▶ _SET TASK 1_:
Copy the court opinion word for word, beginning at the words "Annotate this Case" and stopping after "December 16, 1974.".

▶ _PASSAGE GIVEN_:

Gershman Investment Corporation v. Danforth

Annotate this Case

517 S.W.2d 33 (1974)

GERSHMAN INVESTMENT CORPORATION, Plaintiff-Respondent, v. John C. DANFORTH, Attorney General, Defendant-Appellant.

No. 58747.

Supreme Court of Missouri, En Banc.

December 16, 1974.

Gideon H. Schiller, Ackerman, Schiller & Schwartz, Clayton, for plaintiff-respondent.

John C. Danforth, Atty. Gen., Jefferson City, Charles B. Blackmar, Sp. Asst. Atty. Gen., St. Louis, for defendant-appellant.

DONNELLY, Chief Justice.

This is a declaratory judgment action. Gershman Investment Corporation seeks a declaration: (1) that two opinions of the Attorney General (in which the Attorney General expressed his belief that § 362.195, RSMo 1969, V.A.M.S., is unconstitutional) are erroneous and should be ordered withdrawn; and (2) that § 362.195, supra, is constitutional. The trial court held for *34 Gershman Investment Corporation, and an appeal was taken to the St. Louis District of the Missouri Court of Appeals. The case was transferred to this Court, before opinion, by order of this Court. We decide the case here the same as on original appeal. Mo.Const. Art. V, § 10, V.A.M.S.

Dataset excerpt:
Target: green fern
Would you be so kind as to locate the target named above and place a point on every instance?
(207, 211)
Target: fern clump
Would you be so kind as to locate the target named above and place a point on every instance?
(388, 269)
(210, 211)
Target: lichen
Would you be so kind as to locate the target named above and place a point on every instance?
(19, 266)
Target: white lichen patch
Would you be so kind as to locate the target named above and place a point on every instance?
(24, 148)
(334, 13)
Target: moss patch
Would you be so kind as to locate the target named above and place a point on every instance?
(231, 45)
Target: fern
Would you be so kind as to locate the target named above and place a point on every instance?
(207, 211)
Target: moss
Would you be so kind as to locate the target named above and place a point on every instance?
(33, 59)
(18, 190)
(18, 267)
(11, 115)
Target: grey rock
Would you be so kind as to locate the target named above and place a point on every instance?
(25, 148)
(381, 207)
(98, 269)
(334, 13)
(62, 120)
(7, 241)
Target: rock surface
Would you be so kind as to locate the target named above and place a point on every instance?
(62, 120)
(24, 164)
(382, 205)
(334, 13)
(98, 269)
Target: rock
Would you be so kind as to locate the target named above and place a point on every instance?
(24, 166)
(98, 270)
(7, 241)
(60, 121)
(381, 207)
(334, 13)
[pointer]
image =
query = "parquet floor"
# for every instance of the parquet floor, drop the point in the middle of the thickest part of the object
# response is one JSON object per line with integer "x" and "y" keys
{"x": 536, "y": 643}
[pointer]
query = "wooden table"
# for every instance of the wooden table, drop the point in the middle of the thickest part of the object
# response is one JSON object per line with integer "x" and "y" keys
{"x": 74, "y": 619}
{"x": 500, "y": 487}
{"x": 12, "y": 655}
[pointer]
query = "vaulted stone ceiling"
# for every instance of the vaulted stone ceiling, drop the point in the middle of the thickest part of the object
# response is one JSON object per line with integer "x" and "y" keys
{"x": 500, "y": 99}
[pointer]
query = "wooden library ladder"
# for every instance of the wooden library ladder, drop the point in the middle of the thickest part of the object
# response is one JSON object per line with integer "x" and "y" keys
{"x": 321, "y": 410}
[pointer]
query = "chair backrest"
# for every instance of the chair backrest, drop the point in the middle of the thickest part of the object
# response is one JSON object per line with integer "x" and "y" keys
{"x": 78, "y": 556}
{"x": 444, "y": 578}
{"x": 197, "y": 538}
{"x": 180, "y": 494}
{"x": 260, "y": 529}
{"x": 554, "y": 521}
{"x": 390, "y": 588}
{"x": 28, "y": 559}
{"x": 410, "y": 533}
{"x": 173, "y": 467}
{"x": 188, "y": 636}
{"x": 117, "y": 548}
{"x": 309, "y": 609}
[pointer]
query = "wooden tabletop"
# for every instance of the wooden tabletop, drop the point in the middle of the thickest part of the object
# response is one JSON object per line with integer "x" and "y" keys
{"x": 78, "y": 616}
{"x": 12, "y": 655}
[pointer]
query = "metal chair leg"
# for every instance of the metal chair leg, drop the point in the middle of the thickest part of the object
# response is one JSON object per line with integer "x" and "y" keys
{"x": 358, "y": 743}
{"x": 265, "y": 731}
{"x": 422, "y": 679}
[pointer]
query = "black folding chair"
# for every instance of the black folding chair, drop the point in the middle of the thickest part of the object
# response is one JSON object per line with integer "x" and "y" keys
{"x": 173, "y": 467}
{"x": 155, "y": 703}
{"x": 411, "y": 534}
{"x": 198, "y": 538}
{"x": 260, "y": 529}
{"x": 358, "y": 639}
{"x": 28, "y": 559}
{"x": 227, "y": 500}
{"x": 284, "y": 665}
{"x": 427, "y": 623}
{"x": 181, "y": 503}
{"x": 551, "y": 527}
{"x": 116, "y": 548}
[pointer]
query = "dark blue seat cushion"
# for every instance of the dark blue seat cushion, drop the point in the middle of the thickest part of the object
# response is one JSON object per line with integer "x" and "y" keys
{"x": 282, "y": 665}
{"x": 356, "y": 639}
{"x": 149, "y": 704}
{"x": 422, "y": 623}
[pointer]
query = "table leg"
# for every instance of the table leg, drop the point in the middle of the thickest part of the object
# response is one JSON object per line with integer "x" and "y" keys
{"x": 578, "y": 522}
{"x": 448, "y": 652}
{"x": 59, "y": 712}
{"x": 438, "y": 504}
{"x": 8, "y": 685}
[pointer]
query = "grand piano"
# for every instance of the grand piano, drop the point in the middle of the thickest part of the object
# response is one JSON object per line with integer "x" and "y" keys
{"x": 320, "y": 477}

▶ _SET TASK 2_:
List each line of the listing above that contains the word "blue".

▶ _WORKED SOLUTION 1_:
Annotate this Case

517 S.W.2d 33 (1974)

GERSHMAN INVESTMENT CORPORATION, Plaintiff-Respondent, v. John C. DANFORTH, Attorney General, Defendant-Appellant.

No. 58747.

Supreme Court of Missouri, En Banc.

December 16, 1974.

▶ _WORKED SOLUTION 2_:
query = "dark blue seat cushion"
# for every instance of the dark blue seat cushion, drop the point in the middle of the thickest part of the object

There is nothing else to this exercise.